(Task to carry out):
Only the opening lines of the listing, through the one with "e.g. point(199, 395)", are to be retyped, each exactly as it stands.

(Source material):
• • •

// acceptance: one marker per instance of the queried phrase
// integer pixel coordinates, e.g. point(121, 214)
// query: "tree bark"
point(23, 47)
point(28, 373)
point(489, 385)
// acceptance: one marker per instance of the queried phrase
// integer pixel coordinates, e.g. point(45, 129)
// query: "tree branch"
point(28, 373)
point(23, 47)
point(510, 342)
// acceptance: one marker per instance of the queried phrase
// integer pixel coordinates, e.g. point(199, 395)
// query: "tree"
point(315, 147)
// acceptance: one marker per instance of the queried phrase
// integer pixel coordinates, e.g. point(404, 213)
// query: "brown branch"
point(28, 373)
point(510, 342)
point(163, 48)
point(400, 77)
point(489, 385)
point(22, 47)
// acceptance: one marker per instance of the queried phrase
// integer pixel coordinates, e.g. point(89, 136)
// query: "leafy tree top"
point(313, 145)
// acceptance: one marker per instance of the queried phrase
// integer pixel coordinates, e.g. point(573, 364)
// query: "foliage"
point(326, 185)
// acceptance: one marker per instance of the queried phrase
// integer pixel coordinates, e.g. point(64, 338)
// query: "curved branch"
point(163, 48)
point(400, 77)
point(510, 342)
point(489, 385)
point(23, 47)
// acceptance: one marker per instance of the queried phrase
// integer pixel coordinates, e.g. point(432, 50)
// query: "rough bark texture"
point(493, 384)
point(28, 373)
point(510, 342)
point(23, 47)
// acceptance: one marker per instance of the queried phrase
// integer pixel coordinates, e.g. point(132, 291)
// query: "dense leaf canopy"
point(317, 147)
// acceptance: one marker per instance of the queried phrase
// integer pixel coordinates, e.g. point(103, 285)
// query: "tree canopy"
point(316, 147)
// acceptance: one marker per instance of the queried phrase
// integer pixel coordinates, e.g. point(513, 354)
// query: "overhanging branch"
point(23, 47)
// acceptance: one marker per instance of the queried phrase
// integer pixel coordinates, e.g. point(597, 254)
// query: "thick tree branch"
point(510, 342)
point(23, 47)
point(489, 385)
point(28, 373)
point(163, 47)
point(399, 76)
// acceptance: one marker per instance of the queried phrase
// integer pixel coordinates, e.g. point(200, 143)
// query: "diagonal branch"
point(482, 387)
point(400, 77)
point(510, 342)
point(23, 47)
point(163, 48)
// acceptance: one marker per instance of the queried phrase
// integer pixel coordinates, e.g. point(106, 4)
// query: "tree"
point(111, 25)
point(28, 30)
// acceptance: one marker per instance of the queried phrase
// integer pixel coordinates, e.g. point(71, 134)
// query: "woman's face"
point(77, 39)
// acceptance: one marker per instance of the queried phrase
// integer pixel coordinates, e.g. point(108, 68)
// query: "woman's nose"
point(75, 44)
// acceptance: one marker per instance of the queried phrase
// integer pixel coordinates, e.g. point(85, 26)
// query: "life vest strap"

• • •

(Exercise response):
// acceptance: one marker per instance of the queried phrase
// integer pixel coordinates, e.g. point(121, 214)
// query: "tree bark"
point(23, 47)
point(28, 373)
point(489, 385)
// acceptance: one marker per instance of the queried phrase
// integer pixel coordinates, e.g. point(45, 129)
// query: "tree branch"
point(28, 373)
point(23, 47)
point(510, 342)
// acceptance: one marker per instance of the queried phrase
// integer pixel coordinates, e.g. point(199, 395)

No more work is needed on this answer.